§ Extrait fourni
Se suivent de très près dans les années 75-77-78 : L'enfant et son corps- Etudes sur la clinique psychosomatique du premier âge, avec Léon Kreisler et Michel Fain, PUF, 1975. Connaissance de l'enfant par la psychanalyse, avec Serge Lebovici, PUF, 1977. Deux articles majeurs : « L’enfant qui venait du froid. Compréhension des parents de l'enfant autistique » et « Les souhaits de mort en pédiatrie du nouveau-né » in Mère mortifère, mère meurtrière, mère mortifiée, Paris, ESF, 1978.
Michel Soulé entretenait des liens amicaux et de recherche constante avec ses collègues psychanalystes et amis du 13e arrondissement tel que Jean Gillibert qui se déplaçait à l’hôpital de jour pour jeunes enfants et Serge Lebovici auquel il était lié par une rivalité stimulante dont il aimait à plaisanter. Il parlait peu de son travail de psychanalyste auprès des adultes mais la SPP était toujours présente dans son souci constant d’entretenir un noyau solide de psychothérapeutes et psychanalystes auprès des enfants et de très jeunes enfants et de s’assurer de leur formation autour de groupes de supervision et d’un séminaire où s’associaient Janine Noël et Simone Decobert, puis plus tard Michèle Luquet, Michel Ody et Sara et César Botella. Il regrettait amèrement que la psychanalyse de l’enfant resta une pratique marginale au sein de la SPP. Michel Soulé était persuadé que la psychanalyse de l’enfant ne pouvait qu’enrichir la pratique de la psychanalyse auprès des adultes. Sa référence théorique restait la métapsychologie freudienne mais sa curiosité personnelle et sa recherche de compréhension du très jeune enfant et du nourrisson le conduisait à encourager très tôt ses collaborateurs qui s’intéressaient à l’apport des psychanalystes anglo- saxons et post- kleiniens et à l’observation du nourrisson: il regrettait de ne pas avoir le temps de s’y former ! Il fut l’un des premiers en 1986, après avoir initié une recherche sur l’allaitement maternel, à rencontrer Daniel Stern et Brazelton à Genève et à y inviter plusieurs de ses collaborateurs. De la multiplicité de travaux de cette période et de la biologie il tira profit, avec l’ouverture du service de médecine fœtale de l’IPP, pour poursuivre ses avancées et ses écrits sur le fœtus, une fois sa retraite prise.

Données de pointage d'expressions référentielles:
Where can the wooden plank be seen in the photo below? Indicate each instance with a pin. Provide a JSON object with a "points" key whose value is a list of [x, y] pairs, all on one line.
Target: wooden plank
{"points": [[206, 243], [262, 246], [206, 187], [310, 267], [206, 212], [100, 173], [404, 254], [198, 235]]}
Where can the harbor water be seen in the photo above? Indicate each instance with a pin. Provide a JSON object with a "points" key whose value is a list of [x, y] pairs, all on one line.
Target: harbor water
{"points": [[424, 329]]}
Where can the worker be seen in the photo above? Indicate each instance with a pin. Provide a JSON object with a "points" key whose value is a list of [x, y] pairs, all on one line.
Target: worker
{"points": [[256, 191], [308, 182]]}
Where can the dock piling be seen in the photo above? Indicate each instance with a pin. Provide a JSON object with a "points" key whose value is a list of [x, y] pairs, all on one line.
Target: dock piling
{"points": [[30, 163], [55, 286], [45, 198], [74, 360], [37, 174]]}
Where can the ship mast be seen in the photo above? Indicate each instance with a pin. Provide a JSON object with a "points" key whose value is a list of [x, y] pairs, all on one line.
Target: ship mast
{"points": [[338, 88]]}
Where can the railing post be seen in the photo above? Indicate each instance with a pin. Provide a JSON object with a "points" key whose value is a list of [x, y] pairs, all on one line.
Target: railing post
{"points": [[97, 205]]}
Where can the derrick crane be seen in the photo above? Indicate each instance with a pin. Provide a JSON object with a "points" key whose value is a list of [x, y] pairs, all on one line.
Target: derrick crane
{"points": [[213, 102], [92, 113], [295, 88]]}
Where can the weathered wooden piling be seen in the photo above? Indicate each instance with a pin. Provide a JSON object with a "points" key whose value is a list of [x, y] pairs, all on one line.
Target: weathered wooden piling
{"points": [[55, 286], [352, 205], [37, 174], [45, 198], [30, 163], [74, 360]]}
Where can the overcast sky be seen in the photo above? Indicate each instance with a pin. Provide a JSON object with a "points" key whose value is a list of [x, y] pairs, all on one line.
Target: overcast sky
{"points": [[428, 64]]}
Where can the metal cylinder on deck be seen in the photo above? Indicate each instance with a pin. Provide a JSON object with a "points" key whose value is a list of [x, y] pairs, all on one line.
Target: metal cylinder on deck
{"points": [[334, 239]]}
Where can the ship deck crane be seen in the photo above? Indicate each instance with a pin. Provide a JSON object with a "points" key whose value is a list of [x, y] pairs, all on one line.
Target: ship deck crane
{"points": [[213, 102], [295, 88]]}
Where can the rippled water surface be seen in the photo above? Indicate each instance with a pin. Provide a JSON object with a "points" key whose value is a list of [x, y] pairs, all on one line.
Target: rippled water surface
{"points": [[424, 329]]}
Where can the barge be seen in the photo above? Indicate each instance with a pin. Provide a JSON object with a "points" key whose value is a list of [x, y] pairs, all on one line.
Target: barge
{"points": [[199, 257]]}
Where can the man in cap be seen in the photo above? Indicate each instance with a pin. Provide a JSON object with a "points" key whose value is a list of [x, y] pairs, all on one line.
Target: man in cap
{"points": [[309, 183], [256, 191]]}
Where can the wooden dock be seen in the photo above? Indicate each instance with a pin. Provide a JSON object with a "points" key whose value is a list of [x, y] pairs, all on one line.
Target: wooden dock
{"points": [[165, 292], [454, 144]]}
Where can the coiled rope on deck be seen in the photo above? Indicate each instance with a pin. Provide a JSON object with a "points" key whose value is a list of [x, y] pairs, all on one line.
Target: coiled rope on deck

§ Consigne de travail 1
Recopiez fidèlement le passage du texte sur Michel Soulé qui va de « Se suivent de » jusqu'à « Paris, ESF, 1978. » inclus.
§ Consigne de travail 2
Répondez aux questions suivantes à l'aide du texte sur Michel Soulé.
(a) Avec qui Michel Soulé a-t-il publié Connaissance de l'enfant par la psychanalyse, et en quelle année ?
(b) Quelle pratique regrettait-il de voir rester marginale au sein de la SPP ?
(c) En quelle année a-t-il rencontré Daniel Stern et Brazelton à Genève ?
§ Consigne de travail 3
Poursuivez le texte sur Michel Soulé à partir de sa dernière phrase.

§ Résultat de l'exercice 1
Se suivent de très près dans les années 75-77-78 : L'enfant et son corps- Etudes sur la clinique psychosomatique du premier âge, avec Léon Kreisler et Michel Fain, PUF, 1975. Connaissance de l'enfant par la psychanalyse, avec Serge Lebovici, PUF, 1977. Deux articles majeurs : « L’enfant qui venait du froid. Compréhension des parents de l'enfant autistique » et « Les souhaits de mort en pédiatrie du nouveau-né » in Mère mortifère, mère meurtrière, mère mortifiée, Paris, ESF, 1978.

§ Résultat de l'exercice 2
(a) Avec Serge Lebovici, en 1977.
(b) La psychanalyse de l'enfant.
(c) En 1986.

§ Résultat de l'exercice 3
Travailler avec Michel Soulé exigeait une grande rigueur et une disponibilité constante en retour on était assuré de sa confiance totale. Son goût pour la recherche et l’innovation lui permettait d’affirmer qu’un temps dans son service devait se partager entre une clinique rigoureuse , difficile et un temps carte blanche dans l’un des services dont les portes peu à peu allaient s’ouvrir à une réflexion portée par un regard psychanalytique: néonatologie et sa réanimation, médecine fœtale, maternité,pmi, lactarium .On était assuré aussi d’être pris d’un fou rire inextinguible au moment le plus inattendu :son humour était décapant, ses blagues et sa culture venaient régulièrement redonner du plaisir au travail, élargir l’horizon, alléger l’atmosphère. Il aimait profondément la littérature, le spectacle, la fête et l’imagination, longtemps, chaque journée scientifique annuelle (publiées aux ESF) se prolongeait par un spectacle théatro musical auquel tous selon son talent participaient, lui y compris, premier à se mettre en scène !: Vous aurez de mes nouvelles, Paris, ESF, 2000.